Your objective: Reproduce every one of the following entries verbatim, altering nothing.

Extracted entries:
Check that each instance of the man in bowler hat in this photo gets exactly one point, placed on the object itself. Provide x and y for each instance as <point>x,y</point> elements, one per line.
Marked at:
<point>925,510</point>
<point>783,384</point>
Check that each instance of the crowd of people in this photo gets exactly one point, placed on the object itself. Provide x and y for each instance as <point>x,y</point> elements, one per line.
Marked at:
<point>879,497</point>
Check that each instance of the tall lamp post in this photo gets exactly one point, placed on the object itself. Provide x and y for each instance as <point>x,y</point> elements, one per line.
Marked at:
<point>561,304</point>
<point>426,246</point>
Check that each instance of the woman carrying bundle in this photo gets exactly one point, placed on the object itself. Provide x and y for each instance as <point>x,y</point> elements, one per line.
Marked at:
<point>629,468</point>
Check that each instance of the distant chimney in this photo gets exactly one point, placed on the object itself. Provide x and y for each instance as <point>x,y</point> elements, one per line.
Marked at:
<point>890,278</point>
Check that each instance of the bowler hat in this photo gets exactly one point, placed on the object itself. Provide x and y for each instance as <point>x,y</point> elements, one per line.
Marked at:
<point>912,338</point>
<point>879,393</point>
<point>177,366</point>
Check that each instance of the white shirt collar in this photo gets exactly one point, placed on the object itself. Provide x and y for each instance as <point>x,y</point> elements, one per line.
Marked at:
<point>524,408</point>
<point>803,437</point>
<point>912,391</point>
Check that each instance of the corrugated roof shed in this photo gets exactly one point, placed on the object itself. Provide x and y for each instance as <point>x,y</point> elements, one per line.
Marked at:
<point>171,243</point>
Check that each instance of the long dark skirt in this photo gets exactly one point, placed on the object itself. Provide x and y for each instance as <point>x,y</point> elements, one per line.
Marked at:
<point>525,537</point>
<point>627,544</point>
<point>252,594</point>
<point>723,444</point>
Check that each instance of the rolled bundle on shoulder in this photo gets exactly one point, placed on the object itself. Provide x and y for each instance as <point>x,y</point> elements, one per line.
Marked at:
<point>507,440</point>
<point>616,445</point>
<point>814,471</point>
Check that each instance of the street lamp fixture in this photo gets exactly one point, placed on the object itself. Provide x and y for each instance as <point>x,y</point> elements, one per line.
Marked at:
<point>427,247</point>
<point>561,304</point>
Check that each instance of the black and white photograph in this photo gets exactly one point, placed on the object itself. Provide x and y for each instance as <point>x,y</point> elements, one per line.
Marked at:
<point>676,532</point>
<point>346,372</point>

Result of the exercise:
Check that each instance of the man in bowler hat in this photo gets exactly one point, placed on the object itself. Provide x and y for each instance as <point>x,y</point> elements, one per line.
Marked at:
<point>925,510</point>
<point>783,384</point>
Check that each instance of the crowd of people in this photo gets exactly one point, placed on the object itself. Provide x and y for each instance as <point>x,y</point> elements, one per line.
Marked at:
<point>879,497</point>
Check that each instance of the tall lamp post in this photo gets exactly one point, placed on the object itself. Provide x and y for each instance as <point>x,y</point> elements, one per line.
Marked at:
<point>561,304</point>
<point>426,246</point>
Check that each instance of the woman carrying bundle in this photo gets exactly one point, placed on the object itself. Provide x and y for each instance as <point>x,y</point> elements, one per line.
Marked at:
<point>629,468</point>
Check that each instance of the distant chimney in this photo gets exactly one point, placed on the object itself. Provide x and y for each instance as <point>x,y</point> elements, one per line.
Marked at:
<point>890,278</point>
Check that each instance of the bowler hat in this photo gets exactly one point, placed on the object itself. Provide x and y for each instance as <point>x,y</point> elements, one per line.
Marked at:
<point>912,338</point>
<point>879,393</point>
<point>177,366</point>
Check that each instance of the white shirt collar in this photo gets exactly one point, placed on the object itself. Provide x and y for each instance as <point>x,y</point> elements, one per line.
Marked at:
<point>524,408</point>
<point>803,437</point>
<point>912,391</point>
Check that each instance of the corrugated roof shed in this photo gets exactly one point, placed on the object itself. Provide x and y for each instance as <point>x,y</point> elements, one per line.
Marked at:
<point>171,243</point>
Check that each instance of the long dark skirt in this photo gets exactly one point, placed on the object itself. Provide x and y for each instance as <point>x,y</point> elements, one per line.
Marked at:
<point>525,537</point>
<point>627,544</point>
<point>252,594</point>
<point>723,444</point>
Check that each instance of the rolled bundle on shoulder in this photo gets exactly one point, placed on the object itself. Provide x and y for each instance as <point>x,y</point> elements, one per line.
Marked at:
<point>507,440</point>
<point>616,445</point>
<point>814,471</point>
Check that each instance of the street lamp fixture in this photo gets exactly one point, placed on the object itself. Provide x and y for each instance as <point>x,y</point> elements, one per line.
Marked at:
<point>427,247</point>
<point>561,304</point>
Check that each instance of the black and white photograph in this photo gets exactly one point, placed on the object itself. Provide x and y for each instance as <point>x,y</point> elements, one per line.
Marked at:
<point>676,532</point>
<point>346,372</point>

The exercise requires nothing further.